- EXERCISE GOAL
Rewrite the part that opens with the line containing "of the tree" and closes with the line containing "of the gnarled", changing "instance" to "occurrence" and leaving everything else unchanged.

- MATERIAL PROVIDED

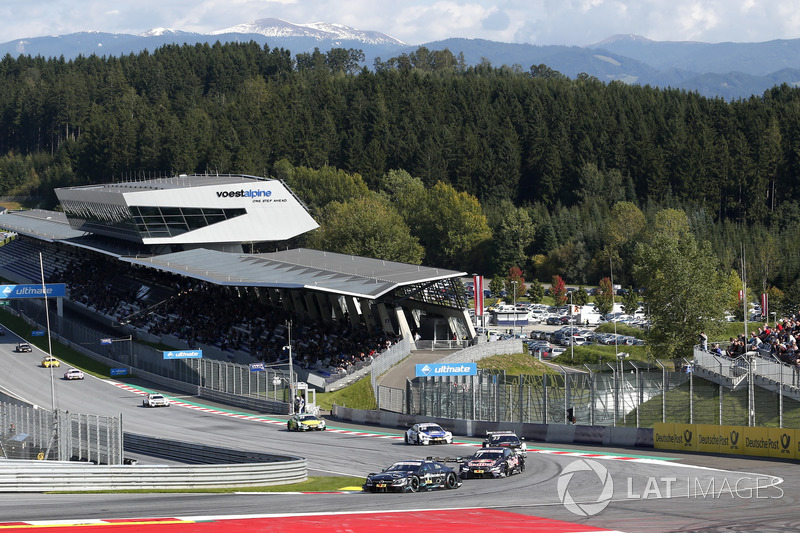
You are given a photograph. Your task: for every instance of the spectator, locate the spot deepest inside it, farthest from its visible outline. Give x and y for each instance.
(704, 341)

---

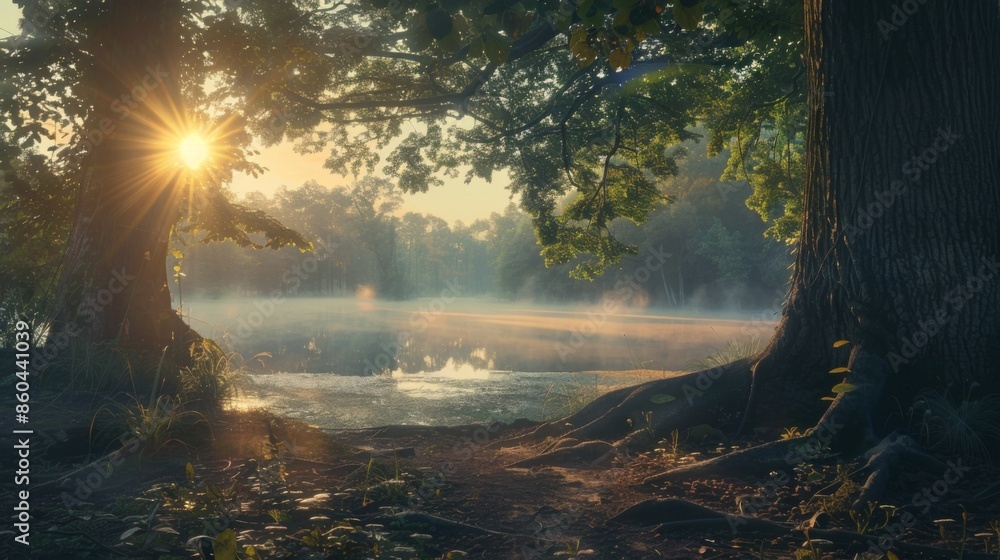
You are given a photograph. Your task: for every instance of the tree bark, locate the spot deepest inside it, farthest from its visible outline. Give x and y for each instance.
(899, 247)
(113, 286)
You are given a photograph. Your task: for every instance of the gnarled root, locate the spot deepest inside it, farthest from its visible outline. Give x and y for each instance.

- TASK SOLUTION
You are given a photograph. Your task: for every occurrence of the tree bark, locate the spot deepest inside it, farthest from its visible outline. Give x and y for each occurrence.
(899, 247)
(113, 286)
You are given a photograph. Your task: for every occurrence of the gnarled root, locate the spot deepest inside it, farthest from its visible outline. Give x and y for each occurrence.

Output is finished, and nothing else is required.